*TO BE DONE:*
Can you write out again the part of the records that opens with the line containing "[mark] green foliage" and runs through the end of the records, keeping every line including the requests, and shift each coordinate in the answers up by 87?

*EXERCISE MATERIAL:*
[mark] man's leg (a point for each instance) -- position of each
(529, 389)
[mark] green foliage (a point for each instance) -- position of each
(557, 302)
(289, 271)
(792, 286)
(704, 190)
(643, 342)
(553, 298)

*SOLUTION:*
[mark] green foliage (a point for each instance) -- position of each
(644, 389)
(376, 358)
(879, 373)
(791, 277)
(730, 429)
(640, 385)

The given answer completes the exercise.